Exercise description:
Identify every line of the records containing the string "bark" and copy each such line in full.

Exercise data:

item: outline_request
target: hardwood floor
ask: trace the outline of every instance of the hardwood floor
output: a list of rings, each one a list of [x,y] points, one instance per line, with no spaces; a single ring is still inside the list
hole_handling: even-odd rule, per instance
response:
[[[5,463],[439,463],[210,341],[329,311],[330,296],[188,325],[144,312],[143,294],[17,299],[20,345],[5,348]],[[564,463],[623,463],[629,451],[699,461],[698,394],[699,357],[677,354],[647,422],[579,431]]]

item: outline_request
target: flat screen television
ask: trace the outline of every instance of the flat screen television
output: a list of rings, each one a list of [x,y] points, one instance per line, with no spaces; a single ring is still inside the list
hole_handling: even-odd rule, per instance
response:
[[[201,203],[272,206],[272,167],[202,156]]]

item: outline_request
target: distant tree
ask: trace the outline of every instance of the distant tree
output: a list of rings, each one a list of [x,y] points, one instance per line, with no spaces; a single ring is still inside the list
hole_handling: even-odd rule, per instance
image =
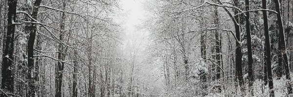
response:
[[[14,33],[17,0],[8,1],[7,32],[5,46],[2,57],[1,81],[0,97],[13,96],[14,91]],[[0,12],[1,13],[1,12]]]

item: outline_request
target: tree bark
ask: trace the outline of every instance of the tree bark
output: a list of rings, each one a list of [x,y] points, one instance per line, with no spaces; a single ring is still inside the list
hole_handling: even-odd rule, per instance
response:
[[[245,0],[245,10],[249,11],[249,0]],[[251,37],[250,28],[250,14],[248,11],[245,13],[246,27],[246,36],[247,41],[247,50],[248,55],[248,85],[249,87],[249,91],[251,92],[252,96],[253,96],[253,81],[254,81],[253,77],[253,71],[252,68],[252,64],[253,60],[252,59],[252,52],[251,48]]]
[[[280,11],[280,6],[279,3],[279,0],[274,0],[274,2],[275,5],[276,11],[278,13],[277,14],[277,23],[279,26],[279,33],[280,34],[280,37],[281,38],[281,42],[279,43],[281,45],[281,48],[279,48],[279,50],[282,52],[282,55],[284,58],[284,66],[285,69],[285,75],[286,78],[287,80],[291,81],[291,78],[290,77],[290,72],[289,71],[289,66],[288,63],[288,57],[287,55],[287,47],[286,41],[285,40],[285,34],[284,32],[284,28],[283,26],[283,20],[282,19],[282,16]],[[287,90],[288,94],[292,93],[292,87],[291,84],[288,84],[287,87]]]
[[[262,9],[267,9],[266,0],[262,0]],[[271,41],[270,34],[269,33],[269,25],[268,24],[268,15],[266,11],[263,11],[264,17],[264,26],[265,30],[265,37],[266,40],[266,62],[267,63],[267,68],[268,71],[268,80],[269,81],[269,87],[270,88],[270,96],[274,97],[273,84],[272,83],[272,62],[271,60]]]
[[[34,3],[32,17],[36,19],[38,16],[39,11],[39,6],[42,0],[36,0]],[[34,21],[36,22],[36,21]],[[34,45],[35,44],[35,40],[36,39],[36,33],[37,32],[37,25],[35,24],[32,24],[29,27],[30,33],[28,40],[27,41],[27,66],[28,72],[27,73],[27,78],[28,81],[28,93],[27,97],[35,97],[36,92],[35,84],[35,77],[38,77],[35,75],[34,70]]]
[[[63,10],[65,10],[66,3],[65,1],[63,2]],[[59,36],[59,40],[61,41],[63,40],[63,38],[64,37],[64,33],[65,32],[64,31],[64,26],[65,26],[65,13],[63,12],[62,14],[62,23],[60,25],[60,29],[61,29],[61,32],[60,35]],[[65,59],[65,54],[63,53],[64,46],[62,43],[60,43],[59,44],[59,47],[58,48],[58,60],[60,61],[63,61]],[[56,82],[56,90],[55,90],[55,97],[61,97],[62,96],[62,81],[63,81],[63,70],[64,70],[64,62],[59,61],[57,64],[57,67],[56,67],[57,71],[56,71],[56,79],[55,81]]]
[[[74,58],[75,60],[73,61],[74,67],[73,67],[73,82],[72,82],[72,97],[77,97],[77,51],[74,49]]]
[[[1,97],[12,96],[14,90],[14,74],[13,71],[15,24],[13,23],[16,17],[17,0],[9,0],[8,1],[7,32],[5,48],[2,57],[1,89],[3,91],[0,93],[0,96]]]
[[[234,6],[238,6],[239,1],[238,0],[234,0]],[[238,14],[238,11],[237,10],[234,11],[234,14],[236,15]],[[235,27],[235,32],[236,33],[236,37],[238,41],[241,41],[240,38],[240,26],[238,25],[239,23],[239,16],[237,15],[234,18],[236,21],[234,23],[234,26]],[[235,49],[235,71],[236,77],[239,80],[239,85],[242,91],[244,91],[244,82],[243,81],[243,75],[242,74],[242,53],[241,52],[241,44],[238,41],[236,42],[236,49]]]

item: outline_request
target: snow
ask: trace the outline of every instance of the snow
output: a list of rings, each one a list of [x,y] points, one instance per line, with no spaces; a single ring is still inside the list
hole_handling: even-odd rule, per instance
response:
[[[248,77],[248,73],[246,73],[243,76],[243,80],[245,80],[246,78]]]

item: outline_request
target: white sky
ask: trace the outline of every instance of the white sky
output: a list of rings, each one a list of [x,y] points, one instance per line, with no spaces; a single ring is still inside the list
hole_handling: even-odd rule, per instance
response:
[[[141,0],[121,0],[122,8],[127,13],[126,27],[128,31],[135,30],[135,26],[140,24],[145,18]]]
[[[144,54],[139,53],[143,53],[143,50],[146,48],[149,43],[149,40],[147,39],[148,37],[148,31],[144,29],[143,28],[137,28],[138,26],[142,26],[141,24],[143,23],[144,20],[146,19],[146,11],[143,8],[143,4],[142,2],[145,1],[147,0],[121,0],[121,5],[122,9],[126,13],[126,16],[125,25],[125,33],[126,33],[126,40],[124,41],[124,48],[129,48],[126,45],[127,44],[130,43],[135,43],[134,44],[135,48],[132,48],[134,49],[136,49],[138,50],[139,55],[144,56]],[[129,43],[130,42],[130,43]],[[131,44],[131,43],[130,43]],[[133,49],[134,50],[134,49]],[[138,57],[139,58],[139,57]],[[140,59],[138,61],[140,61]],[[152,68],[153,70],[149,70],[145,72],[145,74],[148,74],[148,76],[150,77],[157,78],[157,77],[153,76],[154,75],[158,75],[156,74],[160,74],[160,72],[155,72],[158,70],[158,69]],[[158,74],[156,74],[158,73]],[[150,79],[146,79],[150,80]],[[153,81],[151,79],[150,81]],[[157,85],[162,86],[164,83],[163,81],[159,80],[155,82],[152,82],[152,84],[155,84]]]

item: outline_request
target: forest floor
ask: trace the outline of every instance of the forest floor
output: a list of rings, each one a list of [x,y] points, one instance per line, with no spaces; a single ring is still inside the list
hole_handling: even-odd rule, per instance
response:
[[[287,84],[286,77],[284,76],[280,80],[276,80],[277,78],[273,78],[273,89],[274,90],[275,97],[293,97],[293,95],[288,95],[287,94]],[[231,85],[234,83],[233,82],[230,82],[230,84],[225,84],[225,89],[220,93],[210,92],[207,97],[241,97],[241,92],[238,87],[235,89],[234,85]],[[248,87],[247,84],[246,89]],[[262,80],[257,80],[253,84],[254,97],[269,97],[269,85],[264,86],[264,81]],[[243,94],[245,97],[251,97],[248,93],[248,90],[246,89]]]

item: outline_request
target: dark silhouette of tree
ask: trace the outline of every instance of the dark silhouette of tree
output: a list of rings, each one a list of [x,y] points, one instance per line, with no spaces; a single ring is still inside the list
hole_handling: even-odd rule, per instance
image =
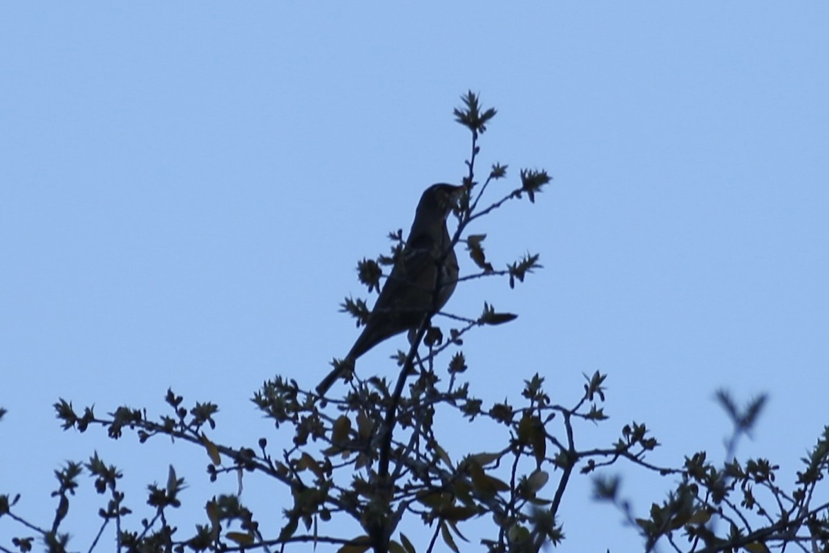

Exercise answer:
target: tree bark
ask: trace the outline of every instance of the tree bark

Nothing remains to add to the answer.